■ **WRITTEN INSTRUCTION**
Return, verbatim, everything in the album review below from "This one is" down to "absolutely stunning CD.".

■ **EXCERPTED PASSAGE**
★ ★ ★

This one is really hard for me. I mean, to write this review is really hard for me. Well, you may ask, because I didn’t understand the songs and the musicians’ efforts? NO!!! Because I am at a loss for words? NO again. Because I am in doubt about the quality of the songs I’ve just heard? Again, NO. It’s really hard for me, because I am totally in love with this album. I can’t find the slightest hint of negative criticism. Not that I need that to write a review. But many a times I like music, I’m really enthusiastic about it, but this time, it is more. I really do love this music. And you will not read a iota of negativism from me about this absolutely stunning CD.

But first things first. Karl Seglem: A man, born and raised in Norway, a childhood filled with learning to play the saxophone in a marching band, growing up in a country of rough nature and constant contention with the basics of life. He listened to American jazz, he played it and practiced it with dedication, but yet his heart remained true to the roots of his environment. Karl Seglem is well-known in Norway for what he has matured into: A great musician and a great composer.

With the album ‘Urbs’, the outstanding Ozella label published a polished gem, and I think they knew about that. Even the CD cover is an artistic masterpiece with its special print, which reveals different insights when you hold it in various angles against the light. And as the CD design speaks for itself, so does Karl Seglem: All compositions on this CD, except for ‘Folketone’, which is a traditional Norwegian song, have been done by Karl Seglem, Hakon Hogemo, Gjermund Silset, Olav Torget and Helge Norbakken. They are also playing all the instruments on this CD. And they really do appear as a compact unit, not only as composers but also as sensitive, technically sound and marvelous musicians.

★ ★ ★

■ **RECORD LIST**
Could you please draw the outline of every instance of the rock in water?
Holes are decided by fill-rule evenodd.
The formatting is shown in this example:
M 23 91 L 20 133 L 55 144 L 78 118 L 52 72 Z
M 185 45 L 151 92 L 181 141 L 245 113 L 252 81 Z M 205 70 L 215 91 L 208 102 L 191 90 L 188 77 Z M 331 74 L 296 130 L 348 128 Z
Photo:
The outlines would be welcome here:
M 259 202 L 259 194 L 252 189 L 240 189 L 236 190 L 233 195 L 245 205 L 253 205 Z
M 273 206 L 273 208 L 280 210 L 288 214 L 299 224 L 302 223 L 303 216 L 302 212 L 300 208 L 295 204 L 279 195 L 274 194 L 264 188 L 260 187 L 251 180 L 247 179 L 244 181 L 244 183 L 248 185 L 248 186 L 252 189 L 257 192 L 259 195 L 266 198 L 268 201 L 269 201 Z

★ ★ ★

■ **SOLUTION TO THIS TASK**
This one is really hard for me. I mean, to write this review is really hard for me. Well, you may ask, because I didn’t understand the songs and the musicians’ efforts? NO!!! Because I am at a loss for words? NO again. Because I am in doubt about the quality of the songs I’ve just heard? Again, NO. It’s really hard for me, because I am totally in love with this album. I can’t find the slightest hint of negative criticism. Not that I need that to write a review. But many a times I like music, I’m really enthusiastic about it, but this time, it is more. I really do love this music. And you will not read a iota of negativism from me about this absolutely stunning CD.